-- START OF Exercise materials --

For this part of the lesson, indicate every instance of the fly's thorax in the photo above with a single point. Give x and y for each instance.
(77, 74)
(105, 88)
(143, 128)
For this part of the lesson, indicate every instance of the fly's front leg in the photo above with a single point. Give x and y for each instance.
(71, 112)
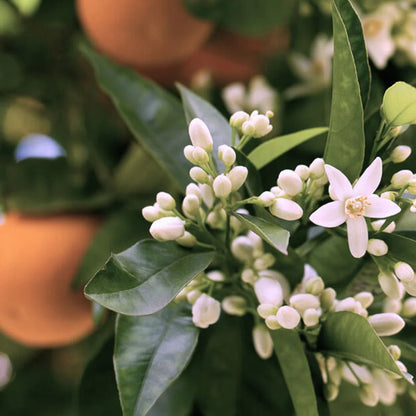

-- END OF Exercise materials --

• **Task to carry out**
Reproduce the full listing with every "photo" swapped for "image" and nothing else altered. Leave out the pictures.

• **Solution to this exercise**
For this part of the lesson, indicate every instance of the fly's thorax in the image above with a single point. Give x and y for each instance.
(77, 74)
(105, 88)
(143, 128)
For this part of the lesson, indicate every instance of the fly's front leg in the image above with a single point. Give x and y for each instance.
(71, 112)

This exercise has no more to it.